**** Material for this task
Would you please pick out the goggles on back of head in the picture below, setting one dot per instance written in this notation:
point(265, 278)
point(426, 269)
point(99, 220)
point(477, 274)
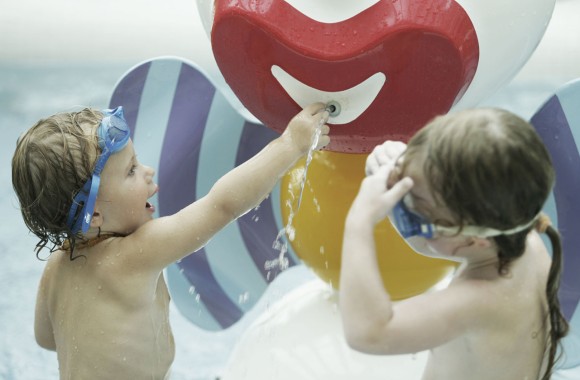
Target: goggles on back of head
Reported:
point(411, 224)
point(113, 135)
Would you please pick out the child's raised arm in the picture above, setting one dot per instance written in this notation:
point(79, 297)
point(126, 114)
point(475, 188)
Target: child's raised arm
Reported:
point(170, 238)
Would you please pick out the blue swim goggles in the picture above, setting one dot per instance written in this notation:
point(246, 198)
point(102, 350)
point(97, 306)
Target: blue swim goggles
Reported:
point(113, 135)
point(411, 224)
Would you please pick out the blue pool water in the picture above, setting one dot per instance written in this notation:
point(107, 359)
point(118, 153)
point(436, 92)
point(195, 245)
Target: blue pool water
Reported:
point(28, 93)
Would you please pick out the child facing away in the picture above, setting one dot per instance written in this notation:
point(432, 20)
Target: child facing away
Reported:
point(102, 302)
point(469, 186)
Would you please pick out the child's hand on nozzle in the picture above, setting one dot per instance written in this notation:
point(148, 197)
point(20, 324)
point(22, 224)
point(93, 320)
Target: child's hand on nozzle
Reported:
point(302, 127)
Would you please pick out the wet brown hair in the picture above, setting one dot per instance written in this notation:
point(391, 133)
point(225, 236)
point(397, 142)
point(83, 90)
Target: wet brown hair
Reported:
point(52, 161)
point(490, 168)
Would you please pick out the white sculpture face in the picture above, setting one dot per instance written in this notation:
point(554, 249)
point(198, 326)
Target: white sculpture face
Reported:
point(417, 58)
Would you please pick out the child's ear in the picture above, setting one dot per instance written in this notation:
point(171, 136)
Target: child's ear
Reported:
point(482, 242)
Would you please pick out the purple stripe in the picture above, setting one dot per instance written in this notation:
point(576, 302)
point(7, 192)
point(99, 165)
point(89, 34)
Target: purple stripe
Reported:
point(128, 94)
point(177, 181)
point(553, 127)
point(258, 227)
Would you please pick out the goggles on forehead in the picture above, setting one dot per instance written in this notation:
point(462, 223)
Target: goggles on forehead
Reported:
point(410, 224)
point(113, 134)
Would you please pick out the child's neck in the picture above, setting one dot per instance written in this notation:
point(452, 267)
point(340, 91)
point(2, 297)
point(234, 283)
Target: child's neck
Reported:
point(484, 267)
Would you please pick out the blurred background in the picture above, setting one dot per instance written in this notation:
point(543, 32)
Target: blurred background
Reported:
point(60, 54)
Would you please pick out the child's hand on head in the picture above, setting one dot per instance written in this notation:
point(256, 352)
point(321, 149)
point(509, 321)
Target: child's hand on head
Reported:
point(376, 198)
point(387, 152)
point(302, 127)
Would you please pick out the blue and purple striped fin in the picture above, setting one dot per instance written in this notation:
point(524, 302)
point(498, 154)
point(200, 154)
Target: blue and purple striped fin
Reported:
point(185, 128)
point(558, 123)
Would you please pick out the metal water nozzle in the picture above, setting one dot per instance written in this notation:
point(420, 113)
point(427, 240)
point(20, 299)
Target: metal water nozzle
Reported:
point(333, 108)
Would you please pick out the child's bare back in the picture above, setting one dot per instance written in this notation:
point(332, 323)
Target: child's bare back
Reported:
point(469, 187)
point(103, 303)
point(511, 345)
point(108, 322)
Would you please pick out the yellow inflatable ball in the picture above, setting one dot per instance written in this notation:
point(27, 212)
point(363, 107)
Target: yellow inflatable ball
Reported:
point(333, 180)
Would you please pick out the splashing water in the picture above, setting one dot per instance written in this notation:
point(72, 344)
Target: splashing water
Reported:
point(281, 263)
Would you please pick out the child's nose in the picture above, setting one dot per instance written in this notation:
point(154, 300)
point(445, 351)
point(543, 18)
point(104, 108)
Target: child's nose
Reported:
point(150, 172)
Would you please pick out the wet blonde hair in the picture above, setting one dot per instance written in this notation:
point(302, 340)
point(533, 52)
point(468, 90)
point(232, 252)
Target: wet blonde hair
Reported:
point(52, 161)
point(490, 168)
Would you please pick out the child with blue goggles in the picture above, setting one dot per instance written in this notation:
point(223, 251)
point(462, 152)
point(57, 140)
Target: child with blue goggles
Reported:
point(113, 135)
point(103, 303)
point(469, 187)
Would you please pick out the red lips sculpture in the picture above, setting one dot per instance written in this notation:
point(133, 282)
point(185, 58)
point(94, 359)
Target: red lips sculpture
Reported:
point(427, 50)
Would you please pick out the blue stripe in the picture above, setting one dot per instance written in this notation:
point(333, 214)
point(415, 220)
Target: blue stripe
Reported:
point(258, 227)
point(569, 97)
point(178, 176)
point(552, 126)
point(154, 109)
point(227, 254)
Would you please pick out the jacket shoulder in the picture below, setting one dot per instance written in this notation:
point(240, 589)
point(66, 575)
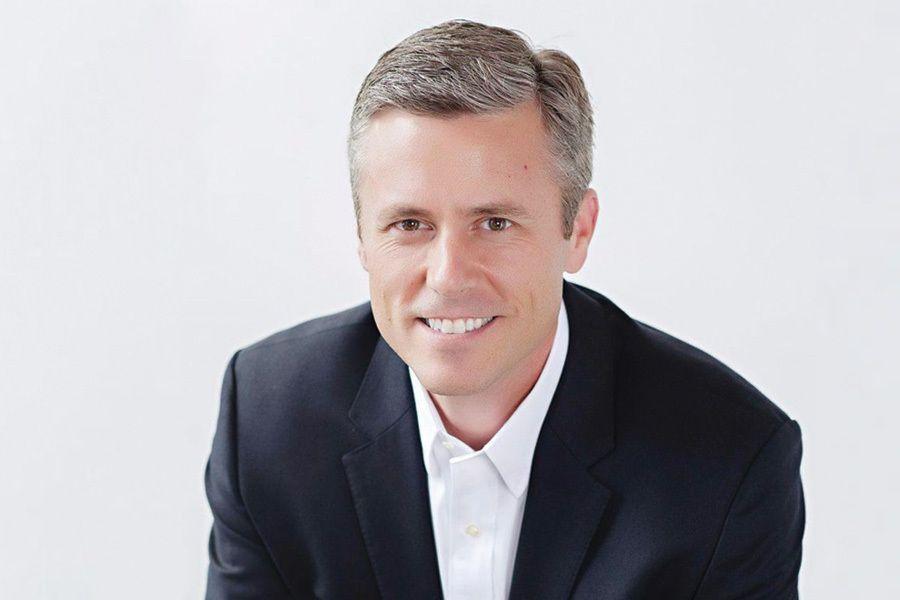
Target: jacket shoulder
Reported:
point(319, 361)
point(684, 365)
point(679, 393)
point(357, 317)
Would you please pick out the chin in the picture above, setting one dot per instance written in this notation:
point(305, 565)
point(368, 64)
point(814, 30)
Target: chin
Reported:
point(449, 383)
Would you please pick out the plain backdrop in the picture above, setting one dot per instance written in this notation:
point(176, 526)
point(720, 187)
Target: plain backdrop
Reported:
point(173, 185)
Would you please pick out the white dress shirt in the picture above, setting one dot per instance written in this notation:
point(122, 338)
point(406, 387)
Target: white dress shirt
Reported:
point(478, 498)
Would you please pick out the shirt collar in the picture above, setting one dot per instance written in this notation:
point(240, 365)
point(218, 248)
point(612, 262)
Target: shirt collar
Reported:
point(512, 448)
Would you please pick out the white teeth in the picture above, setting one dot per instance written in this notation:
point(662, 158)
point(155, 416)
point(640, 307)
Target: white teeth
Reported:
point(454, 326)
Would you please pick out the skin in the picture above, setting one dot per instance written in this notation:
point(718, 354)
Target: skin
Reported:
point(430, 253)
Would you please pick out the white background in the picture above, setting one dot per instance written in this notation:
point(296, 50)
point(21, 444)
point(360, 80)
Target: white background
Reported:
point(173, 186)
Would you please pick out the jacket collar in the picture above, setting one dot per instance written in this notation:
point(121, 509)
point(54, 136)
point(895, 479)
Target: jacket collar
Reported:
point(564, 504)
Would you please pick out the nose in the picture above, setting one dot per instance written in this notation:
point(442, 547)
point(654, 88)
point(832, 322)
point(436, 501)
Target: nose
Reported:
point(452, 267)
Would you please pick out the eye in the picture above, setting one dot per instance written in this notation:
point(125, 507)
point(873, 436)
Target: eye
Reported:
point(408, 224)
point(498, 223)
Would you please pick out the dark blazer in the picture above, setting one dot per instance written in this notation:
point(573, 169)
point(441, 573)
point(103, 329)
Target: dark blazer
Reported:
point(659, 472)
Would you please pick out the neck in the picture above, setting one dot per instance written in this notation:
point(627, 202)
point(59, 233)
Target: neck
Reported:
point(474, 419)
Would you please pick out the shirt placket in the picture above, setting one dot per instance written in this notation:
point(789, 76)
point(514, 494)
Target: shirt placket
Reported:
point(473, 509)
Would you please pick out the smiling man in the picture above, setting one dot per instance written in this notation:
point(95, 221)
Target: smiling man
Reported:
point(483, 428)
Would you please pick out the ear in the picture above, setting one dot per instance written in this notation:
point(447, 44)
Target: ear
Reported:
point(582, 231)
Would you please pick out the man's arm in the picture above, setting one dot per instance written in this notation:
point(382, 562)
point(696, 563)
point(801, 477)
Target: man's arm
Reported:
point(759, 549)
point(239, 564)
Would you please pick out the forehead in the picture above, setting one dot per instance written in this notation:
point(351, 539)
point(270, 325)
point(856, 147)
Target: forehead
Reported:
point(464, 158)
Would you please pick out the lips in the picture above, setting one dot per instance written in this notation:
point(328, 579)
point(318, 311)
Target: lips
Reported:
point(469, 333)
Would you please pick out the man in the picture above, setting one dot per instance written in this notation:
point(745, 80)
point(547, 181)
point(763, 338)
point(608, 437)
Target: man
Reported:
point(483, 428)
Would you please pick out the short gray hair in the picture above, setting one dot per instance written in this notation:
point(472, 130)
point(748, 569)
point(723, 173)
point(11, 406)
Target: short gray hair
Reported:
point(461, 66)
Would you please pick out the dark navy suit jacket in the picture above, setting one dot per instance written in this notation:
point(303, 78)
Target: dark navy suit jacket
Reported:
point(659, 472)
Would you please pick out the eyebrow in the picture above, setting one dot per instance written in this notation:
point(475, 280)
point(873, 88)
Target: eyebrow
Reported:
point(392, 213)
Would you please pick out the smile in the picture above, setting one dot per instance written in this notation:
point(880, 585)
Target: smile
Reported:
point(456, 326)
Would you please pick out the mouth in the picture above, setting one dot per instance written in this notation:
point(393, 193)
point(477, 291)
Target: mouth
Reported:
point(457, 329)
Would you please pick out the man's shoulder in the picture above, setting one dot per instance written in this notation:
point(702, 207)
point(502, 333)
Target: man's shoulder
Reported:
point(672, 382)
point(356, 320)
point(325, 351)
point(683, 366)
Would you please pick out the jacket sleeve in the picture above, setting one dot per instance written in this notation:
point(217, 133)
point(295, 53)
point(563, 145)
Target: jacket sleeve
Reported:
point(240, 567)
point(759, 549)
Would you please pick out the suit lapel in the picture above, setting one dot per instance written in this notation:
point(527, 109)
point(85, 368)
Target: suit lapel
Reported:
point(565, 503)
point(388, 482)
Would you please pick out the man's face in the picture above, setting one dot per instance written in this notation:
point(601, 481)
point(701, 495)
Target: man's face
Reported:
point(461, 219)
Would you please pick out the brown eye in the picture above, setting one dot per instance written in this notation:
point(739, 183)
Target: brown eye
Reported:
point(498, 223)
point(409, 224)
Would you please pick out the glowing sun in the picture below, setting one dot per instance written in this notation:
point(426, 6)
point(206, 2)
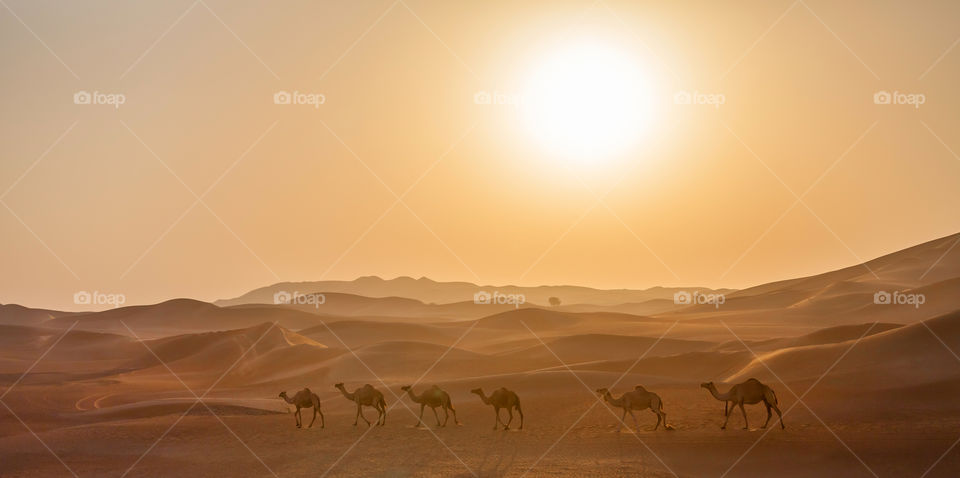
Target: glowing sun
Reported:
point(587, 102)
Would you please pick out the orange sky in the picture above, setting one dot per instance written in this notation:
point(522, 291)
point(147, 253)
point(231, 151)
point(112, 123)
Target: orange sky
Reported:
point(705, 196)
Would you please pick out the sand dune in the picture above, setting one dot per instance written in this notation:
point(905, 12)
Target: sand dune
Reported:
point(182, 316)
point(592, 347)
point(902, 356)
point(429, 291)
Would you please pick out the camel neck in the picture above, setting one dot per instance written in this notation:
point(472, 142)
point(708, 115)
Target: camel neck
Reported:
point(719, 396)
point(413, 396)
point(346, 394)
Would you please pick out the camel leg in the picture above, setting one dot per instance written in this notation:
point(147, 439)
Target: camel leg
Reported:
point(779, 415)
point(726, 415)
point(360, 414)
point(636, 424)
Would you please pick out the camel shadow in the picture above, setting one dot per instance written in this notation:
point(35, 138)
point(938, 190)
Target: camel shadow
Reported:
point(498, 456)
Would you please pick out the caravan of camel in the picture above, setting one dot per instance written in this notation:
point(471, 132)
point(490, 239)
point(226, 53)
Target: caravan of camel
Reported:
point(749, 392)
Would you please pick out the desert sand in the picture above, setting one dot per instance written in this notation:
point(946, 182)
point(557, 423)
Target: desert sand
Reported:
point(866, 389)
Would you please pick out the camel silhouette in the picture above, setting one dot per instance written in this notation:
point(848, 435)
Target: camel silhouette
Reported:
point(749, 392)
point(502, 398)
point(637, 399)
point(366, 396)
point(434, 397)
point(305, 399)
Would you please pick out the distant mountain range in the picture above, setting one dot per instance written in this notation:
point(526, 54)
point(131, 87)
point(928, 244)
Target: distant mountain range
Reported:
point(433, 292)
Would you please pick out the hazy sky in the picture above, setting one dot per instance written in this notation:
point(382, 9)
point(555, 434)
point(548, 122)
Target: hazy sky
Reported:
point(97, 197)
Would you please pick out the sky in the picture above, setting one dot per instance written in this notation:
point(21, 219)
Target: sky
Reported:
point(735, 143)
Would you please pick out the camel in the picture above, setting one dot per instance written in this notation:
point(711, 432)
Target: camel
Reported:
point(433, 398)
point(502, 398)
point(749, 392)
point(637, 399)
point(305, 399)
point(366, 396)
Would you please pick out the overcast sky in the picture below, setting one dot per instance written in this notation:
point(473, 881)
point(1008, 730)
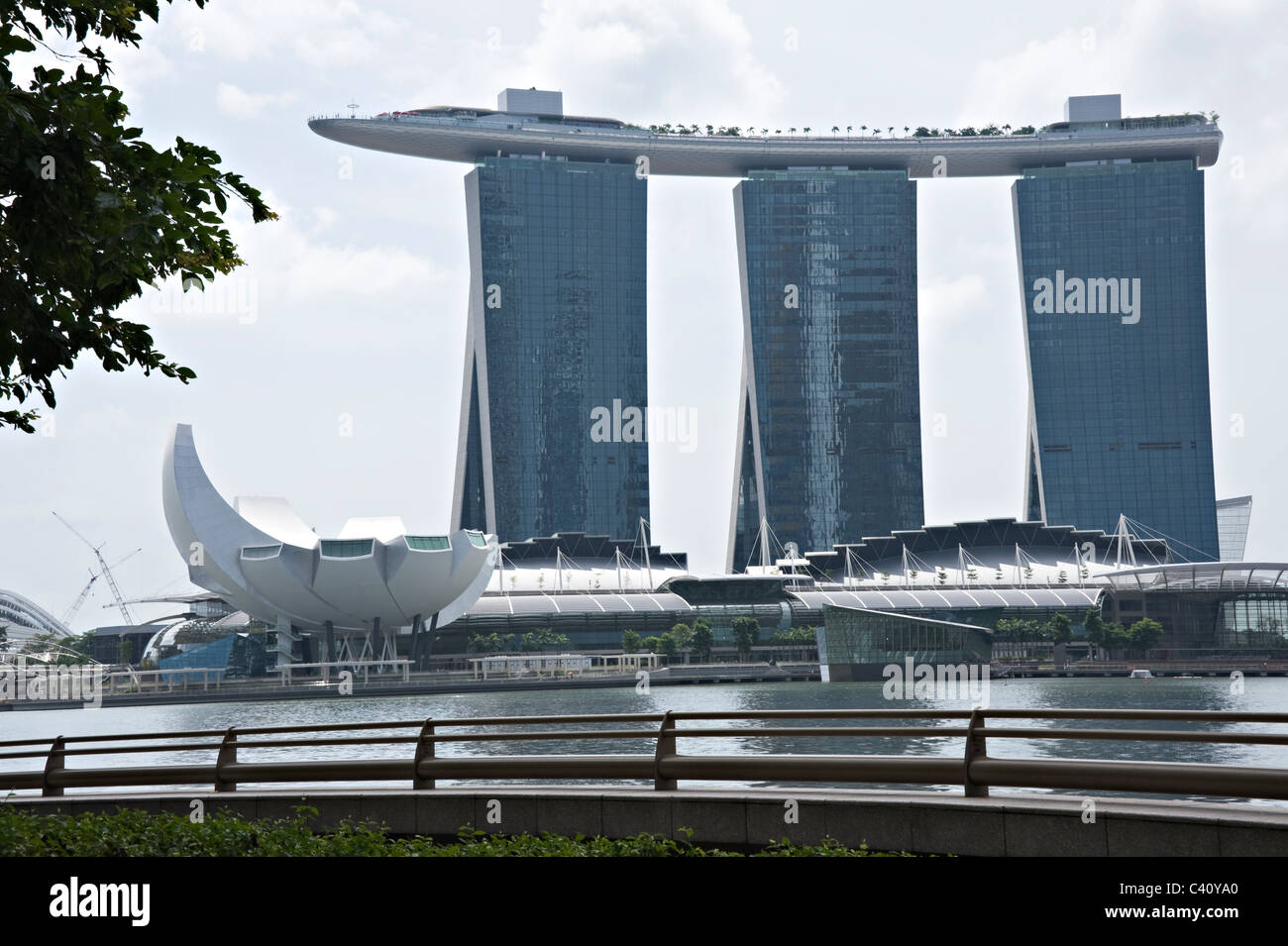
********
### [The task]
Please print the records above word for word, starting at the line that contains "Would you please pick out the dark blazer" and stopping after the line that contains "point(473, 509)", with both of those lines included.

### [The output]
Would you please pick out the dark blazer in the picture above, setting one dot per instance written in this notation:
point(573, 169)
point(441, 573)
point(103, 329)
Target: dark blazer
Reported:
point(659, 472)
Would you please pick out the neck in the picture above, setting one dot per instance written in this notation:
point(627, 202)
point(59, 233)
Target: neck
Reported:
point(474, 419)
Would you please pick out the shirt placket in the picture above, setting one dot per instance written in this notation:
point(789, 76)
point(514, 494)
Target: shirt placket
Reported:
point(473, 509)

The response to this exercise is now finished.